Starting with the line that has "Pest-scouting request: tag the wall" in it, repeat every line through the last one, word for word, and give nothing more.

• • •

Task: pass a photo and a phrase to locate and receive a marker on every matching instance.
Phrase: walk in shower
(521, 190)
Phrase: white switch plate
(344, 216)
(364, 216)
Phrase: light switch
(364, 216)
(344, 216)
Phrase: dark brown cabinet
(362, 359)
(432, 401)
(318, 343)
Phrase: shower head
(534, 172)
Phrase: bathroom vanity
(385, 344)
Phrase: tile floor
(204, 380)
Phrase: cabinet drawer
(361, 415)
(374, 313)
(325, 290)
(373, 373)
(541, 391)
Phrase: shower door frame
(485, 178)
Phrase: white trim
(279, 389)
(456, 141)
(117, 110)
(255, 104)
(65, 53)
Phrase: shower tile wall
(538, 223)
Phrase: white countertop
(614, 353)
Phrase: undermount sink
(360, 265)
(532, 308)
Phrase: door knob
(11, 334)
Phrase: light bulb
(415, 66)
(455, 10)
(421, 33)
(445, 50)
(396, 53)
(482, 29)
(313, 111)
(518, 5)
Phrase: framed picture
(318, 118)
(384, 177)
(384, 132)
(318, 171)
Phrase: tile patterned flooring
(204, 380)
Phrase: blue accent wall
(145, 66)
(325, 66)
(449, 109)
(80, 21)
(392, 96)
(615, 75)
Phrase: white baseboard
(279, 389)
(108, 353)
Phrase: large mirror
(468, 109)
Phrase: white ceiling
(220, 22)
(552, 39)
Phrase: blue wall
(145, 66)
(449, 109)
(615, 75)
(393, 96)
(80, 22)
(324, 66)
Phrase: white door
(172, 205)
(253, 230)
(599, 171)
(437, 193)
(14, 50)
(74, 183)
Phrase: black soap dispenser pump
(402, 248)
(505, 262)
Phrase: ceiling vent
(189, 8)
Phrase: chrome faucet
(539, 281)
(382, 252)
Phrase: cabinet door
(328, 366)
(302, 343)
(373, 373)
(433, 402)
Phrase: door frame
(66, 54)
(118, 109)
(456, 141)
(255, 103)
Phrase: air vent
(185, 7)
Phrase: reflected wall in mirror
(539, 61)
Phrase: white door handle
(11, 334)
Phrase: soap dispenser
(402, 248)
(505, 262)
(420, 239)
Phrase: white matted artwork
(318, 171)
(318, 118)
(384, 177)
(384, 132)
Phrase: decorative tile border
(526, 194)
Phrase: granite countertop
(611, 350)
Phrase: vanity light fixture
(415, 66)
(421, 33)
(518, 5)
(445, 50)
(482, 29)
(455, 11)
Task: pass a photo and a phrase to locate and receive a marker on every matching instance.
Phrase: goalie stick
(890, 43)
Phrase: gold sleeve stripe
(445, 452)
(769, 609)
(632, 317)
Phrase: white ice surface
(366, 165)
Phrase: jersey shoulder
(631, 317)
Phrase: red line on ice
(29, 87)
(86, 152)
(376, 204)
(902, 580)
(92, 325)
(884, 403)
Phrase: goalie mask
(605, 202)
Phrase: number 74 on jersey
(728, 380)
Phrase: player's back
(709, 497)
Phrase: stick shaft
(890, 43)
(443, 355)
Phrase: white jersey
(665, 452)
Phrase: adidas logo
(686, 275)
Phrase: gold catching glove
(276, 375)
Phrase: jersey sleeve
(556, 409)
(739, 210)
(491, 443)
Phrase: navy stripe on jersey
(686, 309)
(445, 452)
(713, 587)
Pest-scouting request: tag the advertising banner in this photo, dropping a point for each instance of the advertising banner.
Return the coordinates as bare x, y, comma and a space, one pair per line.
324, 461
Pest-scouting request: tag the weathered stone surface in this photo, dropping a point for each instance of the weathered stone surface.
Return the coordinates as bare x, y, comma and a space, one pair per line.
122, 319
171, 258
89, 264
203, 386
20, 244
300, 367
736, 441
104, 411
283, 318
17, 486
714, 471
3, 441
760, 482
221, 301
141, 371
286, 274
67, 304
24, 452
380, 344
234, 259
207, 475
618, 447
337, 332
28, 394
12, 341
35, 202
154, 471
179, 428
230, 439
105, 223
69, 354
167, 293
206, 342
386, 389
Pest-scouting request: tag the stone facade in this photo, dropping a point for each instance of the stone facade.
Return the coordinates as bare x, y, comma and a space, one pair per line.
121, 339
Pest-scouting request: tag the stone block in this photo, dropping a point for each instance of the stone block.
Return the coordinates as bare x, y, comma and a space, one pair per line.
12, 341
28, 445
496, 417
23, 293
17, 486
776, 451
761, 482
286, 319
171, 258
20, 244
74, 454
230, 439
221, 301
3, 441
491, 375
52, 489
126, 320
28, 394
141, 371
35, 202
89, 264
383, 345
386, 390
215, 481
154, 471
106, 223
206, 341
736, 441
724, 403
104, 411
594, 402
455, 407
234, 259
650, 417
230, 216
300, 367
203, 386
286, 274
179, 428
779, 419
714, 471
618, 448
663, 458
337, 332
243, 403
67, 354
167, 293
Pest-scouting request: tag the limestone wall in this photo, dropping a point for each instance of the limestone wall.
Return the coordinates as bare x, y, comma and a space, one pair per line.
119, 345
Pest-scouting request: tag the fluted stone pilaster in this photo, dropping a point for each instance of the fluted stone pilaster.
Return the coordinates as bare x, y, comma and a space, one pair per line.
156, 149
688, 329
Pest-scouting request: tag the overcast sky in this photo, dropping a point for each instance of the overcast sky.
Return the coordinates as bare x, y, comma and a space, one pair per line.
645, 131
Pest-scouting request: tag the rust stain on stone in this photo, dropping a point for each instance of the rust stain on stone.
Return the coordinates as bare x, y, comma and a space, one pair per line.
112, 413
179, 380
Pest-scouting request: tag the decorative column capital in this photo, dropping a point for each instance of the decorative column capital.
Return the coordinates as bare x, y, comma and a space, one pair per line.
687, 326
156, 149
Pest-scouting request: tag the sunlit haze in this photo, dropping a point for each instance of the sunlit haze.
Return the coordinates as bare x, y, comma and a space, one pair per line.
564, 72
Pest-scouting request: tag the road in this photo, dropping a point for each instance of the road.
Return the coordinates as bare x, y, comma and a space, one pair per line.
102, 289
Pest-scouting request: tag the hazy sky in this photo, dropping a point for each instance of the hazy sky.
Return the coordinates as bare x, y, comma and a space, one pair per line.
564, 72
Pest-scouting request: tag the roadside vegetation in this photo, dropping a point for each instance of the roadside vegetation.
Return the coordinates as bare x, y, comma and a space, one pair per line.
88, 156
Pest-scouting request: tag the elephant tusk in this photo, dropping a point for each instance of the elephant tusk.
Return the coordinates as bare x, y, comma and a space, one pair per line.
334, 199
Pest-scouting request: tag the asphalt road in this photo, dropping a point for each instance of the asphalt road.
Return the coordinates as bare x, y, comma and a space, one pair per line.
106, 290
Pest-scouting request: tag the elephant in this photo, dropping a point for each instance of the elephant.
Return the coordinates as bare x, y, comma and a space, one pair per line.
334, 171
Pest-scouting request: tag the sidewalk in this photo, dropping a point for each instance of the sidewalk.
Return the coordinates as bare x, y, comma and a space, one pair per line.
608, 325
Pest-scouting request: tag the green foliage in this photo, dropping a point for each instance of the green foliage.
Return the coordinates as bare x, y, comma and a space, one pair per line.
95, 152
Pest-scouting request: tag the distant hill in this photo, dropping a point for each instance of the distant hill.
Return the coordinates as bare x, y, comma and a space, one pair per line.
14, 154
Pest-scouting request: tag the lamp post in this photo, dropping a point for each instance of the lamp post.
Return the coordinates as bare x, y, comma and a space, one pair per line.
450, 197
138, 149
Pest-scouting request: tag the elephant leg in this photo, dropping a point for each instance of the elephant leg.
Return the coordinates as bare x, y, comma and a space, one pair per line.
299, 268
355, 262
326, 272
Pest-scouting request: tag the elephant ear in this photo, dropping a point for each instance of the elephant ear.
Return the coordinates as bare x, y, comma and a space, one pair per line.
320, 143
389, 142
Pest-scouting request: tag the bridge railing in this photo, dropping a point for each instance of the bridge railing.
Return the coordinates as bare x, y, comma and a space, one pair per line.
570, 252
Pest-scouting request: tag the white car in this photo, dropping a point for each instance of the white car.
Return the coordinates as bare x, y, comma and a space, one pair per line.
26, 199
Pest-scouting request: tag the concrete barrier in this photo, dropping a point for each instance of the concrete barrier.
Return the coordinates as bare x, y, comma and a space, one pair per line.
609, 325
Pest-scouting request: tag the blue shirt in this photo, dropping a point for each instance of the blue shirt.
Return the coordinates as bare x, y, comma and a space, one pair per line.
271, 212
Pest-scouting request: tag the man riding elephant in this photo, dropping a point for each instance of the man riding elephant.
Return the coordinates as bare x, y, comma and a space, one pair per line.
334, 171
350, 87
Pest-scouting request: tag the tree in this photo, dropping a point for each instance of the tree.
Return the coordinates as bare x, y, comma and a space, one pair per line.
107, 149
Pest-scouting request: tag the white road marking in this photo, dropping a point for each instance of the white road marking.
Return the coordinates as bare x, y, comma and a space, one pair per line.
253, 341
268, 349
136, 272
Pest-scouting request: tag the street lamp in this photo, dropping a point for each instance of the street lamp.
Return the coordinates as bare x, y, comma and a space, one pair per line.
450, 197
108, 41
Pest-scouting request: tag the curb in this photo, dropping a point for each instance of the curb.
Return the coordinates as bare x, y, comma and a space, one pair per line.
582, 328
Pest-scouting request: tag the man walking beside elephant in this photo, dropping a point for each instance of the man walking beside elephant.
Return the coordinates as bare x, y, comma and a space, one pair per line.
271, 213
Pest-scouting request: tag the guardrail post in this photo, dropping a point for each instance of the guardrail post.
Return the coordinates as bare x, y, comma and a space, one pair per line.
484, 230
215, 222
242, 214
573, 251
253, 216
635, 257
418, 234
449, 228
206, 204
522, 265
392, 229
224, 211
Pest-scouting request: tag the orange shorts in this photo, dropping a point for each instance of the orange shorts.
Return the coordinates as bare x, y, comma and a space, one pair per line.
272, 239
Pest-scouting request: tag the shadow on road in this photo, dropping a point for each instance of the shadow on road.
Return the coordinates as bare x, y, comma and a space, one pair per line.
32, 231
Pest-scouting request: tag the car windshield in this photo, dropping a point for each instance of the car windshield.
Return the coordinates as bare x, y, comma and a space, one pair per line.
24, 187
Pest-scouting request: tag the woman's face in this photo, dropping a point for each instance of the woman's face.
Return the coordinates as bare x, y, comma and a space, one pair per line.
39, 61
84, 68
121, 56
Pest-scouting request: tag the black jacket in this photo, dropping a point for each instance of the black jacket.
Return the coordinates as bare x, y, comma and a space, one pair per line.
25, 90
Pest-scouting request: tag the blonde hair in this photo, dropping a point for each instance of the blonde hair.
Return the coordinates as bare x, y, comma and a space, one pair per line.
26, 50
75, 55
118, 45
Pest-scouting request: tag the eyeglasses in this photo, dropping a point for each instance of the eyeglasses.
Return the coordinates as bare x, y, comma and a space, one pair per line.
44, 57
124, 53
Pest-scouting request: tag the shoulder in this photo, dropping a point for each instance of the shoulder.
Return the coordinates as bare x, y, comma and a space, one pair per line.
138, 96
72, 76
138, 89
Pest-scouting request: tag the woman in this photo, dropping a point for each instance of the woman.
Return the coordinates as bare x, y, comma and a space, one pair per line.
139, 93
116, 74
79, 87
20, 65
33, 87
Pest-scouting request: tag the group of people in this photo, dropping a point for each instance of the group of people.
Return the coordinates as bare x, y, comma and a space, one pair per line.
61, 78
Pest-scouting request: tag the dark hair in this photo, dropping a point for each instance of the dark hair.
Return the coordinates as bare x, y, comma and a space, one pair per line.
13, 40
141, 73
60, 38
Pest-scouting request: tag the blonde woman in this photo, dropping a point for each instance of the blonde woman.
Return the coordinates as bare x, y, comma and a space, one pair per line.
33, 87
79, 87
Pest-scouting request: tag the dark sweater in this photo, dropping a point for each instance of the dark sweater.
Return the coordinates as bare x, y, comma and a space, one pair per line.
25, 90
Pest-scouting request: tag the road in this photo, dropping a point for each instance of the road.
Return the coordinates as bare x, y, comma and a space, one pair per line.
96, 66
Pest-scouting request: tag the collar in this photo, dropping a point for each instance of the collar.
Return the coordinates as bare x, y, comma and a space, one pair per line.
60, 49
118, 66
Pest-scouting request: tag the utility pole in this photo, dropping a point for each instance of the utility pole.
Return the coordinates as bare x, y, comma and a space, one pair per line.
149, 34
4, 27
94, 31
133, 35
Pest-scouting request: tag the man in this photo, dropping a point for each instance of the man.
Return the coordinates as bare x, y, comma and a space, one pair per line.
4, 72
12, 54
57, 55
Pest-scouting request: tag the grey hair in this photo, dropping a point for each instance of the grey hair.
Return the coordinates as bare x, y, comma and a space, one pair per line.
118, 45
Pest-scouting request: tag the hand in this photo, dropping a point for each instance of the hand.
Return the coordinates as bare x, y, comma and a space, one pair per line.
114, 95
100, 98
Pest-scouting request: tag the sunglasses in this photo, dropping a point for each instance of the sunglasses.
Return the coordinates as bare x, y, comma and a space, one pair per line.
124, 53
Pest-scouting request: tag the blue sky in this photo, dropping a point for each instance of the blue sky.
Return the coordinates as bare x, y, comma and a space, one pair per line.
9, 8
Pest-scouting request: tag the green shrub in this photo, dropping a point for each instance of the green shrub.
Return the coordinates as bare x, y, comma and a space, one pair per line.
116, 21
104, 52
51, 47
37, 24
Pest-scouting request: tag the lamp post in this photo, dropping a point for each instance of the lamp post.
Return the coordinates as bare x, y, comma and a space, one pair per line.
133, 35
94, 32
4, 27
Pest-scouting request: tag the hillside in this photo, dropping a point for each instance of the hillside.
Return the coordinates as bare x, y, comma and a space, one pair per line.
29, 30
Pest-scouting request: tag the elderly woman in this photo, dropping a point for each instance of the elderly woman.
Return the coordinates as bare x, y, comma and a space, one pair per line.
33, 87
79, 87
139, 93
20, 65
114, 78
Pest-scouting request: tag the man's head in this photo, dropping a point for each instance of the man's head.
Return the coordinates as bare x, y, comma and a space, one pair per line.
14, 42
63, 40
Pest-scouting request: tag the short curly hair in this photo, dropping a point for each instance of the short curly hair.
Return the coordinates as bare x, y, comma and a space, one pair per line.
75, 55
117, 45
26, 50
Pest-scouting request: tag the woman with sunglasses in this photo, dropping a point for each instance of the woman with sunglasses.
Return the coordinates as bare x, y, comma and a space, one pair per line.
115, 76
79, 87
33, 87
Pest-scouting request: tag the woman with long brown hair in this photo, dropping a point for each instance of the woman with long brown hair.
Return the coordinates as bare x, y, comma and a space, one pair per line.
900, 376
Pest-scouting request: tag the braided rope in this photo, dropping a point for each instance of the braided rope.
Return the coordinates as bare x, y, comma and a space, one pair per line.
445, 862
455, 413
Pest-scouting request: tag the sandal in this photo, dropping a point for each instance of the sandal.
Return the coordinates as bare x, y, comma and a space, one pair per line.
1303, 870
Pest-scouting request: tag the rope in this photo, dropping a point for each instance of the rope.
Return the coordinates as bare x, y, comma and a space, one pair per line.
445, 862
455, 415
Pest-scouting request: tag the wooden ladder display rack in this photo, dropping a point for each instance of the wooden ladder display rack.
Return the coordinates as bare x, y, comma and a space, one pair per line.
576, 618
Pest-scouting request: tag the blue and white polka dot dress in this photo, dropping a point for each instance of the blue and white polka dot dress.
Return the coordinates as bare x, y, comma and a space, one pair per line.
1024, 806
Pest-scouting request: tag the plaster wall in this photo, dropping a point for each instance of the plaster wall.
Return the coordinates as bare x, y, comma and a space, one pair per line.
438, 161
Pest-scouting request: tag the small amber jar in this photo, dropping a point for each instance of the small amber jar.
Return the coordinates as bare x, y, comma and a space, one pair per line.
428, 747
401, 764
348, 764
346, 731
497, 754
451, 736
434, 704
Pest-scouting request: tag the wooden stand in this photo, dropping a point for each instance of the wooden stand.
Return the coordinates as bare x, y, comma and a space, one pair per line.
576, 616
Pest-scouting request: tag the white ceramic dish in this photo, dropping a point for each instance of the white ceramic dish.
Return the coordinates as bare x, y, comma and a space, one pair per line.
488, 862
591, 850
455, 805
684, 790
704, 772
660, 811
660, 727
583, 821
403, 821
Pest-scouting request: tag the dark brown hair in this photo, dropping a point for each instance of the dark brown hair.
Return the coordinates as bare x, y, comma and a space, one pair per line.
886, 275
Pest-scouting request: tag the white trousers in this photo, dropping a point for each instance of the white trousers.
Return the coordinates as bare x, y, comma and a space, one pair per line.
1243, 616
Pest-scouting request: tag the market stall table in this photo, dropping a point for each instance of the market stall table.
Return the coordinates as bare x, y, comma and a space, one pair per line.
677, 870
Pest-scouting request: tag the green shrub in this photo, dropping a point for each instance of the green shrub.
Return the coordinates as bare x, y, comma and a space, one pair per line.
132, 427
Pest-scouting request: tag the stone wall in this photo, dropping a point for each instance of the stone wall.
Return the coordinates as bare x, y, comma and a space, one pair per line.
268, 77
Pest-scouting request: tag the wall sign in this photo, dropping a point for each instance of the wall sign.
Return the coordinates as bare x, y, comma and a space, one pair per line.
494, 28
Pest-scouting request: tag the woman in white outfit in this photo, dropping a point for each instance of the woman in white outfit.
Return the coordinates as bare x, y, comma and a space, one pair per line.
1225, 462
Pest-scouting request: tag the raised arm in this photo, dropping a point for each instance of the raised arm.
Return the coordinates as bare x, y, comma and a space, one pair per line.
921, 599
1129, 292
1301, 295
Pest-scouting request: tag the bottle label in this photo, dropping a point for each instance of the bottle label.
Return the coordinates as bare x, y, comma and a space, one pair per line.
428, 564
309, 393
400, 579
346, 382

• • •

ANSWER TO THIS TASK:
Pest-scouting request: tag the wall sign in this photo, dropping a point for each instance of the wall sign.
Return the coordinates as bare x, y, comma and a space, one pair per line.
494, 28
Pest-scouting request: tag the woman in white outfit in this photo, dropping a point for each instance of the woman in white outfit.
Return the coordinates as bare x, y, comma and a space, one pair per line.
1225, 462
Pest-scouting request: tag the raised arm in this photo, dropping a point for each instance of the raised arm.
Return the coordinates as bare x, y, comma and a space, one pair per line.
921, 599
1129, 292
1301, 295
Pest-scouting request: tag the bottle label in this photo, dropping a point for each instance of the bottle label.
Return the coordinates as bare x, y, comma and a space, one pair per line.
428, 564
309, 393
400, 579
346, 382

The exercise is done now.